▸ WORK TO COMPLETE
In the homebrewing post, what original gravity did the brewer measure?

▸ DOCUMENT SECTION
------------------------------------------------------------
So I tackled my second brew yesterday. This one came after spending extensive time on these message boards and others so I hoped to eliminate all the mistakes of my first brew. Feel free to critique my process. I’ll save the questions for the end.
I brewed the Bourbon Barrel Porter extract kit from NB. Finally got to use my new stove (upgraded to gas from electric) Brewing went as expected and the stove worked great. Got 2.5 gal of water to a boil in under 30 min. All extract/hops additions were right on schedule.
Cooled outside in an icebath and got the wort down to 65 degrees in about 25 minutes. Poured the wort into my carboy and got the volume up to 5 gallons. Shook the carboy extensively for about a minute then took it down to my new swamp cooler. I took my OG and it was spot on the target for the kit (1.064)
------------------------------------------------------------
▸ DATA LISTING
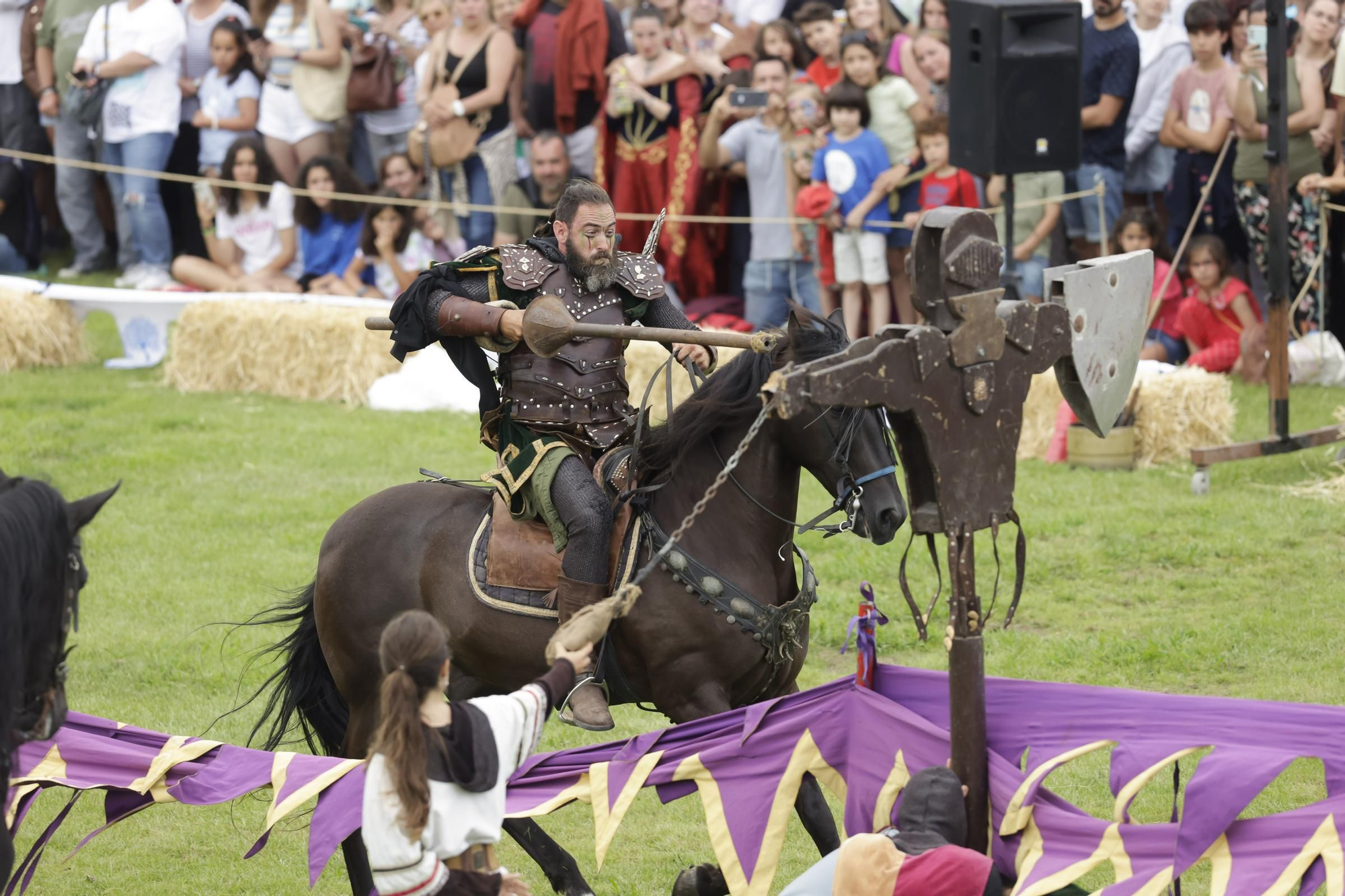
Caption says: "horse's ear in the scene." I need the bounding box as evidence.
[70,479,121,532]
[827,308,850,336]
------------------------------------------------------------
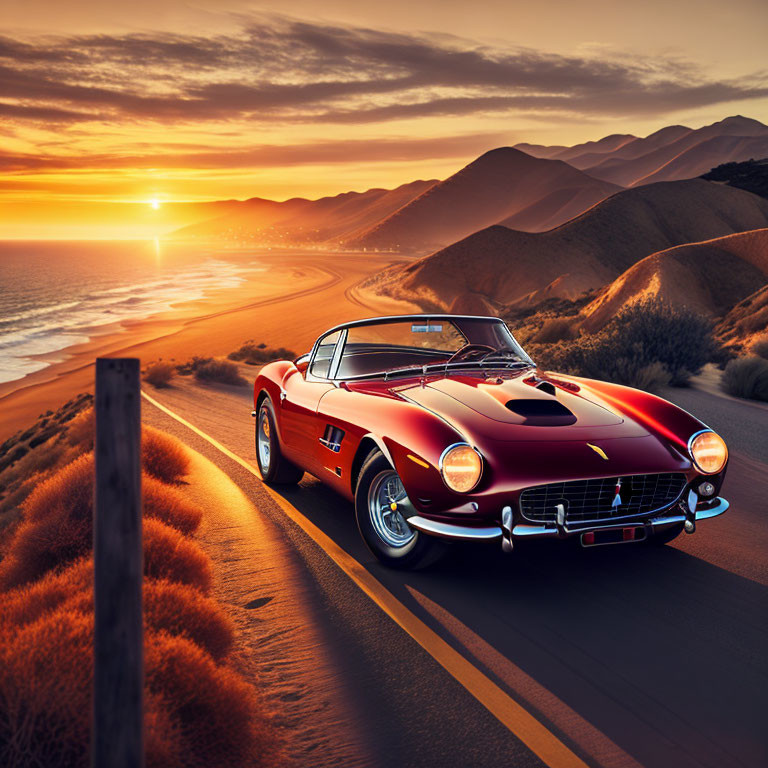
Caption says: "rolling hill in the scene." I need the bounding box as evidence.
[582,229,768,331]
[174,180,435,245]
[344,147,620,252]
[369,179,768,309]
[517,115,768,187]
------------------------------------------------------------
▸ SOLUTION
1.064, which matched the kit's target.